WHAT THE TASK ASKS: Carry on the report below about lead contamination in Ireland's drinking water supplies, starting right after its final sentence.

**** TEXT BLOCK

A total of 22 supplies were found to have exceeded national limits on lead contamination, with just two being small private supplies serving a group of houses. The remaining 20 were public water supplies serving wider catchment areas.
The EPA's 'Provision and Quality of Drinking Water in Ireland 2006-2007' report states that 22 supplies exceeded lead limits during 2006, up from 17 in 2005.
While these supplies did not meet the current limits which allow 25 milligrams of lead per litre of water, twice that number will struggle to reach the new limit of 10mg per litre being introduced in 2013.
The EPA said 46 public supplies were non-compliant with the 2013 limit, and local authorities will have to examine how the standards can be achieved.
It also recommended that all local authorities should carry out a lead survey to determine the extent of lead piping in the distribution network and in the population served.
It found that lead was detected in one sample in the Monaghan Glaslough supply, the second year in a row this had occurred.
According to the World Health Organisation, lead is a general toxicant that accumulates in bone. Infants, children up to six years of age and pregnant women are the most susceptible to its health effects and it is toxic to both the central and peripheral nervous system.

********
**** STUDY MATERIAL

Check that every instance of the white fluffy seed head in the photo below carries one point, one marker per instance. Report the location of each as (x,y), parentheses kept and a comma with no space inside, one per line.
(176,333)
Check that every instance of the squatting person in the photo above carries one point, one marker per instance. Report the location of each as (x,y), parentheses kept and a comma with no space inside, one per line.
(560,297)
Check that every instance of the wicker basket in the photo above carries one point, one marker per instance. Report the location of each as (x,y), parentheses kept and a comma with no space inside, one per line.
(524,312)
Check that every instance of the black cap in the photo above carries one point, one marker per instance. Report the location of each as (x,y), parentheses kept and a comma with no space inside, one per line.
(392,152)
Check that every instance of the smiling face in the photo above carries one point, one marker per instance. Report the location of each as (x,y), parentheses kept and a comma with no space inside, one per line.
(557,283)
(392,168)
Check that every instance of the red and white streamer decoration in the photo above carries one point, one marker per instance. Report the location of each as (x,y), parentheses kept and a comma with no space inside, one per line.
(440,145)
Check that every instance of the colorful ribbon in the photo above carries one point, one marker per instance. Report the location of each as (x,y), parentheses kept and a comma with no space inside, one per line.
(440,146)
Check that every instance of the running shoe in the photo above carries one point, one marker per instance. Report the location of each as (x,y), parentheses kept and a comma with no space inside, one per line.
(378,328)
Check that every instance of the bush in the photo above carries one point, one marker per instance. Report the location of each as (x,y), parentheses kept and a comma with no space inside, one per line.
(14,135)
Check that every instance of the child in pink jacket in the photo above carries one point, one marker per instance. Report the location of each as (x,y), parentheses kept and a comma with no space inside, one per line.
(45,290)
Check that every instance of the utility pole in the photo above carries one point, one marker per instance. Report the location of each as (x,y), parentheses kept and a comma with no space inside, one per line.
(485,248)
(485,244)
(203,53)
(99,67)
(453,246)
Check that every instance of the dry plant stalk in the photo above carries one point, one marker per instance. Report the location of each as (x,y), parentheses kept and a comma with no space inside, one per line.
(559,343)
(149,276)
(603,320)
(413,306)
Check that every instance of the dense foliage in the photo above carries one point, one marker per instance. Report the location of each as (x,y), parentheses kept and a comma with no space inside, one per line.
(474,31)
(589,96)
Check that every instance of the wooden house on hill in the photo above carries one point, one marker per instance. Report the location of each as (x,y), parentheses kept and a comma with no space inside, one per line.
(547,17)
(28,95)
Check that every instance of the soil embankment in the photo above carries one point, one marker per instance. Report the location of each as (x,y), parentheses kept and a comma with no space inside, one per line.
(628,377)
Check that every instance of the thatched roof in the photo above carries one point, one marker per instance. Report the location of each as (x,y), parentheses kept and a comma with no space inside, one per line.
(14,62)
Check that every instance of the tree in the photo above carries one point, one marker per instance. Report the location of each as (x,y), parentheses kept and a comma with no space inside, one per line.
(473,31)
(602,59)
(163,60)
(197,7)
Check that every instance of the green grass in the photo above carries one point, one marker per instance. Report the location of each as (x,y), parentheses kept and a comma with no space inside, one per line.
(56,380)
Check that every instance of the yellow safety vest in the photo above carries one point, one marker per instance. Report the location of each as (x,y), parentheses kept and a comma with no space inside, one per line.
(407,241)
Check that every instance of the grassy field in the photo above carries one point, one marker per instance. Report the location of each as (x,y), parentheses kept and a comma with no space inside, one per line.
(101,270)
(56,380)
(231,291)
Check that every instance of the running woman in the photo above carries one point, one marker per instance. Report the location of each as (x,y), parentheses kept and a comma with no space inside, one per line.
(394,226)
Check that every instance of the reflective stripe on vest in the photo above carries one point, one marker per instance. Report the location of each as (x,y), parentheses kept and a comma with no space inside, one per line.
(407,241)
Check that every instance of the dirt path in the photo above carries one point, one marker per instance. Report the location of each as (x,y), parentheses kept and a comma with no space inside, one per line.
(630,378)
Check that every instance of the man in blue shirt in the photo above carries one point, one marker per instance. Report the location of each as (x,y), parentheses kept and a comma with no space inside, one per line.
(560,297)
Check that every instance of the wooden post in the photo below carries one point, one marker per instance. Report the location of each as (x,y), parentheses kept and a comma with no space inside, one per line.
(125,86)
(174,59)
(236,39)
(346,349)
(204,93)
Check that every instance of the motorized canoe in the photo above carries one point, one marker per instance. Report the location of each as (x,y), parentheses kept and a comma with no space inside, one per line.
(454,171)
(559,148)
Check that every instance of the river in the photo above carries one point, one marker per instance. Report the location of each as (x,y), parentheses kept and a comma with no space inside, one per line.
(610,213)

********

RESPONSE TO THIS TASK:
Measures to prevent contamination could include phosphate dosing -- or lining lead pipes -- to reduce risk.
Although this will assist, the EPA says the only way of ensuring full compliance is to remove and replace all lead pipes from the water distribution network.
The EPA also said it had developed an initial list of 339 public water supplies (36pc of the total public supplies) that needed detailed profiling which would determine if the supply needed to be upgraded,
The EPA also found that E coli was detected in 77 (8.3pc) of public water supplies at least once during 2006, an "unacceptable" situation as it indicated the water was contaminated with human or animal waste.